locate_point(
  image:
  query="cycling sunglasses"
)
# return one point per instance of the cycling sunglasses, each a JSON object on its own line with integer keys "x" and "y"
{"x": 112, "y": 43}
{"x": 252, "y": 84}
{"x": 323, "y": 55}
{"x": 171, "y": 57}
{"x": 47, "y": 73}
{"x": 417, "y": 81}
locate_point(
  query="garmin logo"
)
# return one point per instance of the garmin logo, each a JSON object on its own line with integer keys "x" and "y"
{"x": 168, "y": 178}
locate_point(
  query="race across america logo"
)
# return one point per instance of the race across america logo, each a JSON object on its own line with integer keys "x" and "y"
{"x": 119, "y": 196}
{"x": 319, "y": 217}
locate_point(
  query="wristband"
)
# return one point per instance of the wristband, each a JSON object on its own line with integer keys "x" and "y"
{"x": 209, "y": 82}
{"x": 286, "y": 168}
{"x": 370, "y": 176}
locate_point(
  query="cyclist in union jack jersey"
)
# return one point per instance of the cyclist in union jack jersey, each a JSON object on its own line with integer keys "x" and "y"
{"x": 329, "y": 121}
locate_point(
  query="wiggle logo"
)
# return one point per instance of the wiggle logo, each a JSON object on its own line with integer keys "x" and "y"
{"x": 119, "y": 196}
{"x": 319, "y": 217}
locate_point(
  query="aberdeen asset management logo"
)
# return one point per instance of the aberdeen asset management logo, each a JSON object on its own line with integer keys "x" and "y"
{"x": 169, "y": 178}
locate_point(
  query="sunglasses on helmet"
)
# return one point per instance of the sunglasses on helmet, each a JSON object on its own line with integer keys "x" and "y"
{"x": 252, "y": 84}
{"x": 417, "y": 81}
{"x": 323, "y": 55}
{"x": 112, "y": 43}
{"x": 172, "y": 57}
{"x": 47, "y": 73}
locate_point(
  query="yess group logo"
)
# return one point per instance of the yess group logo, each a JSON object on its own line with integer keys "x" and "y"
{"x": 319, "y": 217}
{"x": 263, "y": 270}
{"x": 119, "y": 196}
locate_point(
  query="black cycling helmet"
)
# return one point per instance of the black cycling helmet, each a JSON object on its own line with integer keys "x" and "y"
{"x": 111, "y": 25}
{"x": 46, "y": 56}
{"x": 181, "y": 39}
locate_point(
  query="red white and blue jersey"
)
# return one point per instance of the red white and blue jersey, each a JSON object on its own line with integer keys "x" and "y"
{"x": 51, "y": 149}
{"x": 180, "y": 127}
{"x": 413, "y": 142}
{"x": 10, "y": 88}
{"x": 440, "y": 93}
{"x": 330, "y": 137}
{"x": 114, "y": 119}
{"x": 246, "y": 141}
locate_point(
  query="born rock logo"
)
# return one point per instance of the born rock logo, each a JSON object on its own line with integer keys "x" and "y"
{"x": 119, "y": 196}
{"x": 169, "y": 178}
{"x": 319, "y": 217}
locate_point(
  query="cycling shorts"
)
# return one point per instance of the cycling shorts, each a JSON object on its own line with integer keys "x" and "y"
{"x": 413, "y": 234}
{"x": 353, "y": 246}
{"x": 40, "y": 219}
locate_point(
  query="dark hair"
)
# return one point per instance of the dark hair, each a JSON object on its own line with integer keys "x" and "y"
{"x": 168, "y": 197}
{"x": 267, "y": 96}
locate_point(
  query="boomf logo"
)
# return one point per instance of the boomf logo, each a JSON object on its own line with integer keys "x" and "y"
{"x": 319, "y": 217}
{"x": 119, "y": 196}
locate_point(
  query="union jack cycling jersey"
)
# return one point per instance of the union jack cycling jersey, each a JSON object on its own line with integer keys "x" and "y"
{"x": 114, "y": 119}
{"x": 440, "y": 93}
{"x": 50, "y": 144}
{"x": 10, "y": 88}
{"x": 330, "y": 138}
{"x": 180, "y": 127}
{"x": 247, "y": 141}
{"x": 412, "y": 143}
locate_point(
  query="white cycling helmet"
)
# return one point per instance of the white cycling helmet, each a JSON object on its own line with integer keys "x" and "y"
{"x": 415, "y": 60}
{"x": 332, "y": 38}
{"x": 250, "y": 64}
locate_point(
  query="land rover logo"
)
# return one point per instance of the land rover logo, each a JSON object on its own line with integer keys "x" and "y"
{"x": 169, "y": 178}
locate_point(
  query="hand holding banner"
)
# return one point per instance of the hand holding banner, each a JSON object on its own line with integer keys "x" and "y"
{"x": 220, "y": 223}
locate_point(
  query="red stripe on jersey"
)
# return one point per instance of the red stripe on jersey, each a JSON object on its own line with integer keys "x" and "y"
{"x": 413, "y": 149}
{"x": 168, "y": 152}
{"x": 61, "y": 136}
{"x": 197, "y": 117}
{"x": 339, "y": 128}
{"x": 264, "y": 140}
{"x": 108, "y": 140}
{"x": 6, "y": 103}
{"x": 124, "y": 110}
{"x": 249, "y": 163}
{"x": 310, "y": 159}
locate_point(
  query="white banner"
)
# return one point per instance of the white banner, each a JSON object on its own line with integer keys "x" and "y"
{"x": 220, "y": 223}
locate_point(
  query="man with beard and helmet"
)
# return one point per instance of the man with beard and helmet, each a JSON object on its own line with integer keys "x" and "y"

**Do this:** Hand back the material above in full, exactly as written.

**Written reply:**
locate_point(
  image:
  query="cycling sunglasses"
)
# return one point per instance of the cycling sunglasses, each a JSON object on its own line with integer keys "x" and "y"
{"x": 112, "y": 43}
{"x": 252, "y": 84}
{"x": 323, "y": 55}
{"x": 171, "y": 57}
{"x": 47, "y": 73}
{"x": 417, "y": 81}
locate_point(
  query="garmin logo"
)
# return one point per instance of the garmin logo, each a JSON object on its own line with integer keys "x" and "y"
{"x": 168, "y": 178}
locate_point(
  query="race across america logo"
)
# return one point per instance of the race across america logo, each a JSON object on its own line with integer keys "x" and "y"
{"x": 119, "y": 196}
{"x": 319, "y": 217}
locate_point(
  query="wristband"
)
# return one point per instance of the wristband, each a JSON object on its own line with integer keys "x" and "y"
{"x": 209, "y": 82}
{"x": 286, "y": 168}
{"x": 370, "y": 176}
locate_point(
  query="cyclist in union jack jersey"
)
# return one point per instance of the cyclist in union jack jersey, each a JSON object on its own line with integer keys "x" and "y"
{"x": 329, "y": 121}
locate_point(
  query="wiggle logo"
)
# return one point per instance of the wiggle logo, each a JSON object on its own line with integer keys "x" and "y"
{"x": 119, "y": 196}
{"x": 319, "y": 217}
locate_point(
  query="aberdeen asset management logo"
)
# return one point per instance of the aberdeen asset management logo, each a JSON object on its own line with integer keys "x" and "y"
{"x": 169, "y": 178}
locate_point(
  query="sunglasses on helmet"
)
# return one point per instance of the sunglasses on helmet, each a JSON object on its own line with integer keys "x" and "y"
{"x": 252, "y": 84}
{"x": 417, "y": 81}
{"x": 323, "y": 55}
{"x": 112, "y": 43}
{"x": 172, "y": 57}
{"x": 47, "y": 73}
locate_point(
  query="yess group logo"
)
# return one point per instance of the yess group logo, each a JSON object on its own line with integer keys "x" and "y"
{"x": 319, "y": 217}
{"x": 263, "y": 270}
{"x": 119, "y": 196}
locate_point(
  query="black cycling helmet"
)
# return one point per instance of the black cycling helmet, each a JSON object on its own line with integer keys "x" and "y"
{"x": 111, "y": 25}
{"x": 46, "y": 56}
{"x": 181, "y": 39}
locate_point(
  query="red white and blue jersey"
)
# return one point per instance of the red white and blue jersey, each a JSON object on its own line with integer keys "x" and "y"
{"x": 51, "y": 149}
{"x": 180, "y": 127}
{"x": 413, "y": 142}
{"x": 10, "y": 88}
{"x": 440, "y": 93}
{"x": 330, "y": 137}
{"x": 114, "y": 119}
{"x": 246, "y": 141}
locate_point(
  query="born rock logo"
)
# return one point per instance of the born rock logo, each a JSON object on its own line with integer keys "x" and "y"
{"x": 119, "y": 196}
{"x": 169, "y": 178}
{"x": 319, "y": 217}
locate_point(
  query="cycling shorts"
)
# return one point per instance of the cycling shorts, each a JSON object on its own line with integer keys "x" and "y"
{"x": 413, "y": 234}
{"x": 353, "y": 246}
{"x": 40, "y": 219}
locate_point(
  query="dark hair"
)
# return one point per instance of the dark hair, each a JSON object on its own line with integer keys "x" and "y"
{"x": 168, "y": 197}
{"x": 267, "y": 96}
locate_point(
  query="boomf logo"
)
# return one point per instance of the boomf logo, each a JSON object on its own line with integer keys "x" and "y"
{"x": 319, "y": 217}
{"x": 119, "y": 196}
locate_point(
  query="union jack cycling jersey"
)
# return one point per instance of the union jack cycling jersey, each a JSON object on its own line with integer keys "x" and "y"
{"x": 114, "y": 119}
{"x": 440, "y": 93}
{"x": 50, "y": 144}
{"x": 10, "y": 88}
{"x": 330, "y": 138}
{"x": 180, "y": 127}
{"x": 247, "y": 141}
{"x": 412, "y": 143}
locate_point(
  query="white cycling helmet"
)
# return one point per instance of the white cycling helmet, each a JSON object on its own line with integer keys "x" and "y"
{"x": 415, "y": 60}
{"x": 332, "y": 38}
{"x": 250, "y": 64}
locate_point(
  query="land rover logo"
)
# return one point per instance of the land rover logo, each a JSON object on its own line with integer keys "x" and "y"
{"x": 169, "y": 178}
locate_point(
  query="hand holding banner"
)
# return one point per instance of the hand holding banner, each a JSON object on its own line with integer keys "x" and "y"
{"x": 220, "y": 223}
locate_point(
  query="red stripe on jersey"
)
# return one point per instance of the red stripe on jersey, each a JSON object on its own line with integer keys "x" and "y"
{"x": 413, "y": 149}
{"x": 168, "y": 152}
{"x": 61, "y": 136}
{"x": 197, "y": 117}
{"x": 339, "y": 128}
{"x": 264, "y": 140}
{"x": 108, "y": 140}
{"x": 6, "y": 103}
{"x": 124, "y": 110}
{"x": 249, "y": 163}
{"x": 310, "y": 159}
locate_point(
  query="white banner"
)
# return one point per instance of the white banner, each a JSON object on its own line with integer keys "x" and "y"
{"x": 220, "y": 223}
locate_point(
  query="man with beard and helmet"
)
# return one point per instance of the man with beard and helmet, each a JSON object on its own line with integer keys "x" and "y"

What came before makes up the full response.